Written request.
Retype only what runs from the line that contains "the man's black" through the last line of the listing below, both lines included.

◆ ◆ ◆ ◆ ◆ ◆ ◆

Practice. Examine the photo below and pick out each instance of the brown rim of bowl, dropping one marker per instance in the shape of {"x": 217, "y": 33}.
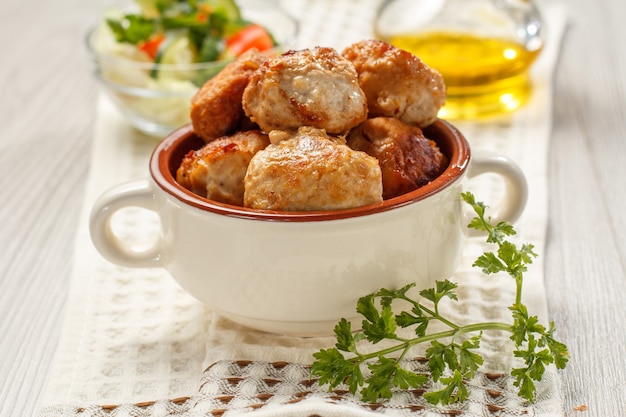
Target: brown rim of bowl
{"x": 169, "y": 153}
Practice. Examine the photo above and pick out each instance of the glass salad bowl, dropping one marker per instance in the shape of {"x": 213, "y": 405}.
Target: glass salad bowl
{"x": 152, "y": 84}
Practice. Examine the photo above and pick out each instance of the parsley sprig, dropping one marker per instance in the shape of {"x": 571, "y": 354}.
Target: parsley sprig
{"x": 452, "y": 356}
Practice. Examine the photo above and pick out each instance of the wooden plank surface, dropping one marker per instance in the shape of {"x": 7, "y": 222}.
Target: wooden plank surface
{"x": 47, "y": 112}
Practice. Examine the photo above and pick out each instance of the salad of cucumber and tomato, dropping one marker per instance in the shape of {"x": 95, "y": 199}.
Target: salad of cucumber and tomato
{"x": 188, "y": 31}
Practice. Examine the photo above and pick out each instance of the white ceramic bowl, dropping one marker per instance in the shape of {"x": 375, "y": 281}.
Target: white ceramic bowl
{"x": 298, "y": 273}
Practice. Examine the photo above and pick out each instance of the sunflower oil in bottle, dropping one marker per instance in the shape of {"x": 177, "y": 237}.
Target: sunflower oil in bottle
{"x": 483, "y": 76}
{"x": 483, "y": 49}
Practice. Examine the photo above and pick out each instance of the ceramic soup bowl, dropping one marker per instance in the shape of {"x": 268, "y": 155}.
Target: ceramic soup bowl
{"x": 299, "y": 273}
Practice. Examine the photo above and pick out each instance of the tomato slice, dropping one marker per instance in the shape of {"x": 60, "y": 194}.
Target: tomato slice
{"x": 252, "y": 36}
{"x": 151, "y": 46}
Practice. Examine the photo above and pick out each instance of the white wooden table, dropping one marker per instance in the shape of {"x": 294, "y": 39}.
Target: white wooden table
{"x": 47, "y": 112}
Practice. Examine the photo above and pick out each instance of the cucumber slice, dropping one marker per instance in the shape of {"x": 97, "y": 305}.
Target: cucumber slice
{"x": 229, "y": 6}
{"x": 175, "y": 50}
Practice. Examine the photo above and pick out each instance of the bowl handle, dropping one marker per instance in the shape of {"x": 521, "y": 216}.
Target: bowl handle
{"x": 513, "y": 202}
{"x": 132, "y": 194}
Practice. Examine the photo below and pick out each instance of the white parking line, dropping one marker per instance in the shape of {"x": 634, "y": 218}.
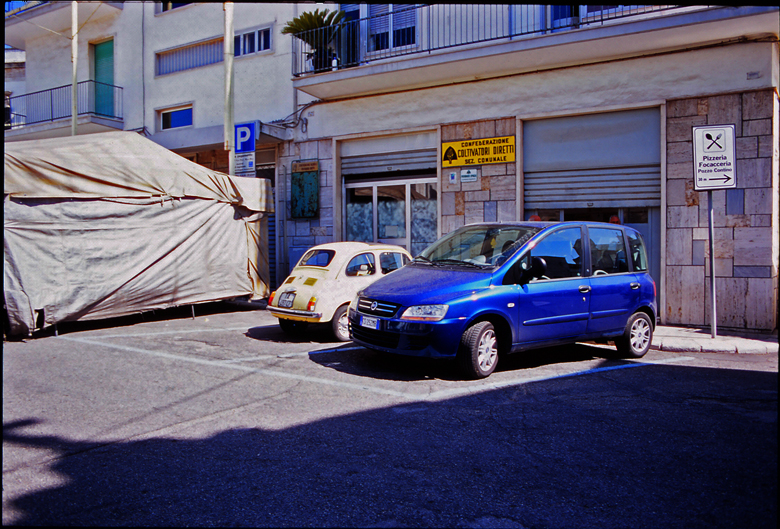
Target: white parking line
{"x": 466, "y": 389}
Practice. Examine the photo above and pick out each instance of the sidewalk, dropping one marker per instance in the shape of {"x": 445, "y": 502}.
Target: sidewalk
{"x": 694, "y": 340}
{"x": 674, "y": 339}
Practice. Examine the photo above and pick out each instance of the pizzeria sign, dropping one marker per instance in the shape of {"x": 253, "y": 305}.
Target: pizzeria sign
{"x": 478, "y": 152}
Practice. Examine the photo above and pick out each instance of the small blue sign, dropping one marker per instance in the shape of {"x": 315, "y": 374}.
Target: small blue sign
{"x": 245, "y": 137}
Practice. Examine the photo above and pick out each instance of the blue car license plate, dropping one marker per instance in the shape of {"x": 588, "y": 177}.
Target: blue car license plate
{"x": 370, "y": 323}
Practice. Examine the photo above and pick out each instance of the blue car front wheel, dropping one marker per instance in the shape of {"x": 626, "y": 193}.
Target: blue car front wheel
{"x": 478, "y": 354}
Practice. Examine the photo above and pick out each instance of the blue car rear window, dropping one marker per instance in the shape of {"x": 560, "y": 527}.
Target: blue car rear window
{"x": 483, "y": 246}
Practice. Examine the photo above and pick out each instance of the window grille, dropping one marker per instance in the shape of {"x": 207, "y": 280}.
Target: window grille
{"x": 188, "y": 57}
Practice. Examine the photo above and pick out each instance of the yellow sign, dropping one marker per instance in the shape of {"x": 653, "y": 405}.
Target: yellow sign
{"x": 478, "y": 152}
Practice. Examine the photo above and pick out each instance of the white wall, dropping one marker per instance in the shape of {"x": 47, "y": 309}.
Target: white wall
{"x": 611, "y": 85}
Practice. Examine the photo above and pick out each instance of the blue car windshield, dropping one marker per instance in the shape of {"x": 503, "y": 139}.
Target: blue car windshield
{"x": 478, "y": 246}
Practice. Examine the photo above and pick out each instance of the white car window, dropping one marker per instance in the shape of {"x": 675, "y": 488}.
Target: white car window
{"x": 361, "y": 265}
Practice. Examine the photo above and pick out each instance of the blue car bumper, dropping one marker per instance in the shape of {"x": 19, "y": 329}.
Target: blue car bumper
{"x": 433, "y": 340}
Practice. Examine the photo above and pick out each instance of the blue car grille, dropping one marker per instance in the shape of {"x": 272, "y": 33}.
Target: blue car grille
{"x": 389, "y": 339}
{"x": 378, "y": 338}
{"x": 377, "y": 308}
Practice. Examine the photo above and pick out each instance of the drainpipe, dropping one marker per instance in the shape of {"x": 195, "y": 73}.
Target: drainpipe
{"x": 229, "y": 117}
{"x": 74, "y": 58}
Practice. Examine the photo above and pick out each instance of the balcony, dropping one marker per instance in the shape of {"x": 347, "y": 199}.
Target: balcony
{"x": 48, "y": 113}
{"x": 434, "y": 44}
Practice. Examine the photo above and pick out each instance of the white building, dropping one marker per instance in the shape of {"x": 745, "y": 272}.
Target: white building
{"x": 432, "y": 116}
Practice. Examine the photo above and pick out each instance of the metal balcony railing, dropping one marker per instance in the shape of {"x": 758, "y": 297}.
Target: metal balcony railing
{"x": 427, "y": 28}
{"x": 94, "y": 98}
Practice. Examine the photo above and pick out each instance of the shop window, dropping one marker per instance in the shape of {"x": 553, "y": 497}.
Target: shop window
{"x": 252, "y": 42}
{"x": 361, "y": 265}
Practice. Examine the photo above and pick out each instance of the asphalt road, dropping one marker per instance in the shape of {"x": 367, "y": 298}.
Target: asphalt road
{"x": 222, "y": 420}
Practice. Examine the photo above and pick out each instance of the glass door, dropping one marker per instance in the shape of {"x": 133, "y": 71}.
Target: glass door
{"x": 399, "y": 212}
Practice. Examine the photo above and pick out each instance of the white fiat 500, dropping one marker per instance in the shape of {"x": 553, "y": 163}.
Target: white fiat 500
{"x": 326, "y": 279}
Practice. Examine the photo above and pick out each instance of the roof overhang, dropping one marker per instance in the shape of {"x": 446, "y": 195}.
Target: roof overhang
{"x": 624, "y": 38}
{"x": 62, "y": 127}
{"x": 35, "y": 19}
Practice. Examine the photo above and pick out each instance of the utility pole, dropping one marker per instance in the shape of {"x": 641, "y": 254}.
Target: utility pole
{"x": 74, "y": 58}
{"x": 229, "y": 118}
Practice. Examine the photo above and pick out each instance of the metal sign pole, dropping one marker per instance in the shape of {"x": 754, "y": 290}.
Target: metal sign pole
{"x": 713, "y": 313}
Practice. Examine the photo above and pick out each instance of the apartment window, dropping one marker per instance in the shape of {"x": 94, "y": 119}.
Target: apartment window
{"x": 252, "y": 42}
{"x": 391, "y": 26}
{"x": 176, "y": 118}
{"x": 190, "y": 56}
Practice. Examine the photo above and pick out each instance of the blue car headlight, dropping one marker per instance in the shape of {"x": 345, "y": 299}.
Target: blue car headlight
{"x": 425, "y": 313}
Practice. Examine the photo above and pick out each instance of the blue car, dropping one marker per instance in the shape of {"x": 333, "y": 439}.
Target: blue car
{"x": 489, "y": 289}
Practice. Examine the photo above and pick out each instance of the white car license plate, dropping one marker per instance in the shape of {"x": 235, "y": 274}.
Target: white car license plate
{"x": 286, "y": 299}
{"x": 371, "y": 323}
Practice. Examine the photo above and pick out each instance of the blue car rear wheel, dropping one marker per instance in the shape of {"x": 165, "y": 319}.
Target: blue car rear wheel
{"x": 478, "y": 354}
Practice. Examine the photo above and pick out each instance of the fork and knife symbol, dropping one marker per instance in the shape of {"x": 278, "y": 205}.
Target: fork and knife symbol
{"x": 713, "y": 140}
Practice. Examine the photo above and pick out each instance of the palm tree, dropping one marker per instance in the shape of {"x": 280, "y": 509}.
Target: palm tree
{"x": 316, "y": 29}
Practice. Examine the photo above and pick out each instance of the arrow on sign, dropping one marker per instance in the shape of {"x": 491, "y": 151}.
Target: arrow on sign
{"x": 726, "y": 179}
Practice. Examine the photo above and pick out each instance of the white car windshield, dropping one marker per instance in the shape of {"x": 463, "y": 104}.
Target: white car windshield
{"x": 478, "y": 246}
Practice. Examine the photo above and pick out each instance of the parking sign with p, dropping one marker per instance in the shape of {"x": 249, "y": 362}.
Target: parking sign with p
{"x": 245, "y": 137}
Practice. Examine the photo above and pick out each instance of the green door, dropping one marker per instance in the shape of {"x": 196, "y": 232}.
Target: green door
{"x": 104, "y": 78}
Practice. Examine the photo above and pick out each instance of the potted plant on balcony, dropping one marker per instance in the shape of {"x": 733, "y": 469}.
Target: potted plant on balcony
{"x": 317, "y": 30}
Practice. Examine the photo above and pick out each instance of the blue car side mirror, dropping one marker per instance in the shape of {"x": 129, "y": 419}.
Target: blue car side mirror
{"x": 537, "y": 268}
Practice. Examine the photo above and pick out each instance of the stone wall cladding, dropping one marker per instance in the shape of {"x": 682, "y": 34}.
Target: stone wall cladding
{"x": 745, "y": 219}
{"x": 319, "y": 230}
{"x": 493, "y": 196}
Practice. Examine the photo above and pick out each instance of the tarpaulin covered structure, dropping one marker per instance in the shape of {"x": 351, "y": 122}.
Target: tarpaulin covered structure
{"x": 105, "y": 225}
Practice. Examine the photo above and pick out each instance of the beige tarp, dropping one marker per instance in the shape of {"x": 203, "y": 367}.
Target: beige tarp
{"x": 105, "y": 225}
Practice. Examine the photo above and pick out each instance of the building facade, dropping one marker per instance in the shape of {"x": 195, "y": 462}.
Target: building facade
{"x": 423, "y": 118}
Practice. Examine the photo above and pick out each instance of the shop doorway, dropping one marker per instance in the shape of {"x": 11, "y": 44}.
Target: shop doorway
{"x": 402, "y": 212}
{"x": 646, "y": 221}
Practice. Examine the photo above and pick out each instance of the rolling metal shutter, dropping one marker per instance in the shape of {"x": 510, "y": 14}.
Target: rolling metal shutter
{"x": 408, "y": 152}
{"x": 388, "y": 162}
{"x": 597, "y": 160}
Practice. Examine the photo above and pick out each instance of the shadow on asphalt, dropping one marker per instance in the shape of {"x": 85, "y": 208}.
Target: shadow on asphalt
{"x": 173, "y": 313}
{"x": 661, "y": 446}
{"x": 358, "y": 361}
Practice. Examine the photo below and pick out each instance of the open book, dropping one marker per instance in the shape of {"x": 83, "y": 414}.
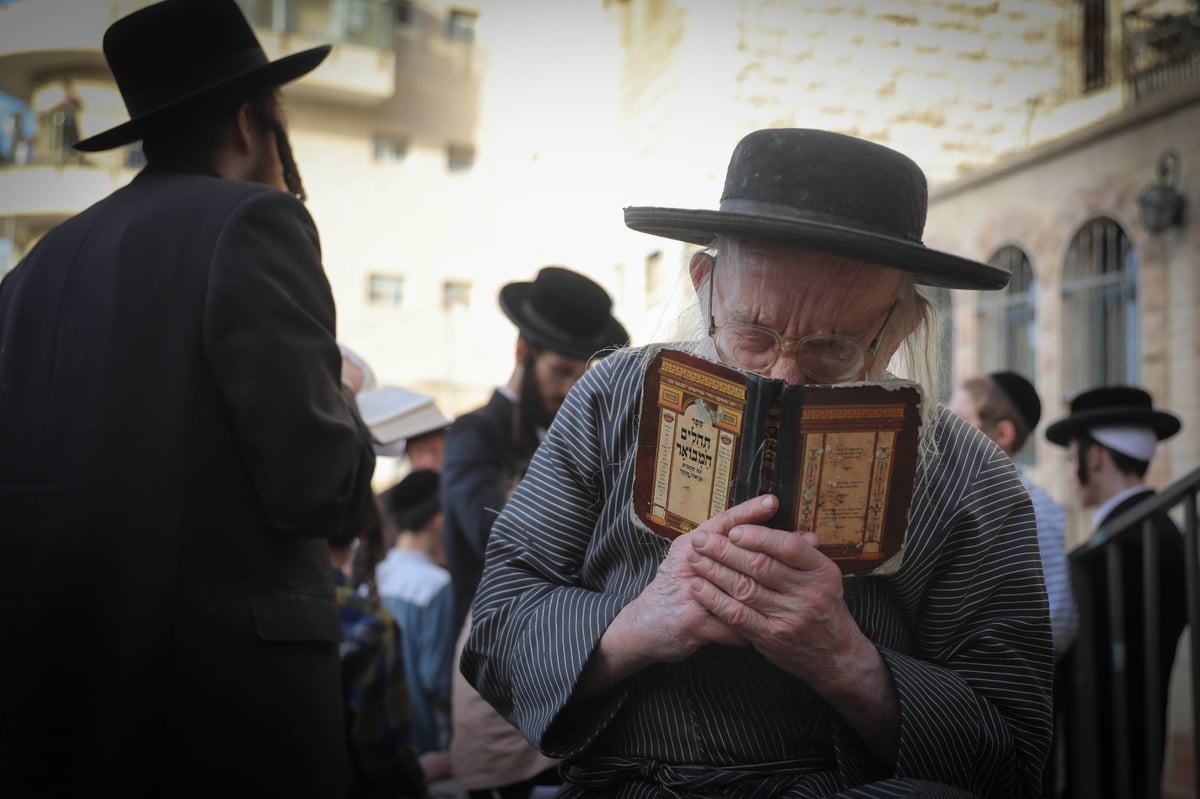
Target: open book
{"x": 393, "y": 413}
{"x": 841, "y": 458}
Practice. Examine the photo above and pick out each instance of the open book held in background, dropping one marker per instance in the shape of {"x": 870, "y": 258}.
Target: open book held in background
{"x": 393, "y": 413}
{"x": 841, "y": 458}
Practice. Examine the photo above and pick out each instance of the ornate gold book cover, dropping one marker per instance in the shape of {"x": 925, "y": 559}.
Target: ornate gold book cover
{"x": 841, "y": 458}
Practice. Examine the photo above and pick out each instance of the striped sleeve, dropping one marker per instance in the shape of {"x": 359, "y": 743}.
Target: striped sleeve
{"x": 975, "y": 686}
{"x": 963, "y": 625}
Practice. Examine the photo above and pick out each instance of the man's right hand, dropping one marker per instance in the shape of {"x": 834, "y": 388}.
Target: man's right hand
{"x": 665, "y": 623}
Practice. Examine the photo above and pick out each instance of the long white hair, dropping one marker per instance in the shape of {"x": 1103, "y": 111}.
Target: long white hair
{"x": 916, "y": 359}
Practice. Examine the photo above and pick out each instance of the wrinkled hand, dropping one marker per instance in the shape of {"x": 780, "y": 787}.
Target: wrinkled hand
{"x": 779, "y": 593}
{"x": 666, "y": 622}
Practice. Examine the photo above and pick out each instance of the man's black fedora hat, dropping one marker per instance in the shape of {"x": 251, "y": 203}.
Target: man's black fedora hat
{"x": 564, "y": 312}
{"x": 1021, "y": 394}
{"x": 827, "y": 192}
{"x": 178, "y": 53}
{"x": 1113, "y": 404}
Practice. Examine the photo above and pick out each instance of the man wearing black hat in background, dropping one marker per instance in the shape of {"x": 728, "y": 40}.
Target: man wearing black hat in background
{"x": 1007, "y": 408}
{"x": 736, "y": 660}
{"x": 177, "y": 448}
{"x": 1110, "y": 437}
{"x": 564, "y": 319}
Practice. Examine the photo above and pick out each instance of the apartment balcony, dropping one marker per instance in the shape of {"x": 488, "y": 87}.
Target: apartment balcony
{"x": 361, "y": 68}
{"x": 1161, "y": 47}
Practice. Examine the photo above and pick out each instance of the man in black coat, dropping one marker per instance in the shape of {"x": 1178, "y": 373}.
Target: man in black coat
{"x": 564, "y": 319}
{"x": 175, "y": 446}
{"x": 1110, "y": 436}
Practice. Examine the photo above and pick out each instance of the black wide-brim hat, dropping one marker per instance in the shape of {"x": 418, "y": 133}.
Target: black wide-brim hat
{"x": 178, "y": 54}
{"x": 1115, "y": 404}
{"x": 564, "y": 312}
{"x": 827, "y": 192}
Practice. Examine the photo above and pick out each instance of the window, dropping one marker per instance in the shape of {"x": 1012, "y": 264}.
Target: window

◆ ◆ ◆ ◆ ◆ ◆ ◆

Exercise response.
Practice. Examine the photo above and pick out each instance of the man's black fedora hat, dropping one marker per instance in the shape of {"x": 251, "y": 203}.
Target: man's black fedora hat
{"x": 564, "y": 312}
{"x": 1021, "y": 394}
{"x": 827, "y": 192}
{"x": 178, "y": 53}
{"x": 1113, "y": 404}
Practice. Examine the photo above and pick out each instance of the man wearing black hat in background, dropping one marker per instance in the shape of {"x": 728, "y": 40}.
Target: man wearing black hat in background
{"x": 1007, "y": 408}
{"x": 736, "y": 660}
{"x": 177, "y": 448}
{"x": 1110, "y": 437}
{"x": 564, "y": 319}
Practice. Examine the photo above and pick out each instance of the apartment balcony, dropping one marker per instance in the shape of {"x": 488, "y": 87}.
Target: apartment balcony
{"x": 361, "y": 68}
{"x": 1161, "y": 47}
Practice. Examine the photo above and pick out each instance of the man in black coat, dropping one marker per instance in the shape of {"x": 1178, "y": 373}.
Target: man in black coat
{"x": 564, "y": 319}
{"x": 175, "y": 446}
{"x": 1110, "y": 436}
Practice. Examine the photo above and pick out each instance of the black wide-brim hat, dropping one marker per instance in the shape of {"x": 418, "y": 133}.
Target: black wide-brim hat
{"x": 178, "y": 54}
{"x": 1115, "y": 404}
{"x": 564, "y": 312}
{"x": 827, "y": 192}
Practice. Examine the photo above and pick out each instance of the window, dropping one marker per instance in the shape of {"x": 1012, "y": 264}.
Target: window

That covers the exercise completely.